TASK TO CARRY OUT: Could you give the data below again, exactly and completely?

DATA TO USE:
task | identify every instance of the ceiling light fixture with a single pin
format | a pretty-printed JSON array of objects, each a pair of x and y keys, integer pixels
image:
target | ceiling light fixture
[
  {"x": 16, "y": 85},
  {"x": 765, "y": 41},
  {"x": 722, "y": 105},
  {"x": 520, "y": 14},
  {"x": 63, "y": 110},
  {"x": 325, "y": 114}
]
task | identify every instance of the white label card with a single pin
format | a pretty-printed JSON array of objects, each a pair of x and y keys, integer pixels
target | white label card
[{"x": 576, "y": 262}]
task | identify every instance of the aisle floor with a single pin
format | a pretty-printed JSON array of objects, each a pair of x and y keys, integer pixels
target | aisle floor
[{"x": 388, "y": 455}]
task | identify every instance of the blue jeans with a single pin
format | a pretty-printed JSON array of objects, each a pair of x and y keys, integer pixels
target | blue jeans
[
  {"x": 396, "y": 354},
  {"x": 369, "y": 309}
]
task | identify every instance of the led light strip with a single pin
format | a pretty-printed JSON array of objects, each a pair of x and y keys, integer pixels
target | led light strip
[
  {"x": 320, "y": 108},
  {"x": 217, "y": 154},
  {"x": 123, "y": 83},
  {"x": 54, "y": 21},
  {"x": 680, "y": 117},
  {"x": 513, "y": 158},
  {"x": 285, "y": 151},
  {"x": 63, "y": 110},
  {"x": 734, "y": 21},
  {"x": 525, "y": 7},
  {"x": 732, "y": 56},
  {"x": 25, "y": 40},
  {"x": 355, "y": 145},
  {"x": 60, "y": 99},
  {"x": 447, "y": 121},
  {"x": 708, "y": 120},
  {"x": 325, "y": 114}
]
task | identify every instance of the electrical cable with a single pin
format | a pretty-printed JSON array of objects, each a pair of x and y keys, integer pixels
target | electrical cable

THE ANSWER:
task | identify every instance of the ceiling light fixture with a single pin
format | a pretty-printed JSON array of objects, each a pair of x and y keys, integer pixels
image:
target | ceiling light fixture
[
  {"x": 16, "y": 85},
  {"x": 765, "y": 41},
  {"x": 722, "y": 105},
  {"x": 520, "y": 14},
  {"x": 63, "y": 110},
  {"x": 325, "y": 114}
]
task | identify every instance of the white label card with a single pin
format | a pretty-printed JSON array of objects, each a pair of x and y keys, integer pixels
target | white label card
[{"x": 576, "y": 262}]
task | identify every instance of the aisle floor with a single pin
format | a pretty-printed JSON array of objects, each a pair of x and y keys, integer pixels
target | aisle floor
[{"x": 388, "y": 455}]
task | identify every instance of the blue jeans with a single pin
format | a pretty-printed JSON array of objects, each a pair of x and y keys, integer pixels
target | blue jeans
[
  {"x": 396, "y": 354},
  {"x": 369, "y": 309}
]
task | identify every instance of the led light strip with a single pin
format | a pretty-printed JSON array of objects, each a pair of x and y keys, integer pixels
target | led light strip
[
  {"x": 320, "y": 108},
  {"x": 217, "y": 154},
  {"x": 123, "y": 83},
  {"x": 54, "y": 21},
  {"x": 680, "y": 117},
  {"x": 513, "y": 158},
  {"x": 285, "y": 151},
  {"x": 63, "y": 110},
  {"x": 734, "y": 21},
  {"x": 525, "y": 7},
  {"x": 732, "y": 56},
  {"x": 25, "y": 40},
  {"x": 355, "y": 145},
  {"x": 60, "y": 99},
  {"x": 447, "y": 121},
  {"x": 708, "y": 120},
  {"x": 325, "y": 114}
]
task | identify every instance of the electrical cable with a single pin
format | a pretty-printed JSON array of objects, each a pair of x and y keys, integer pixels
target | electrical cable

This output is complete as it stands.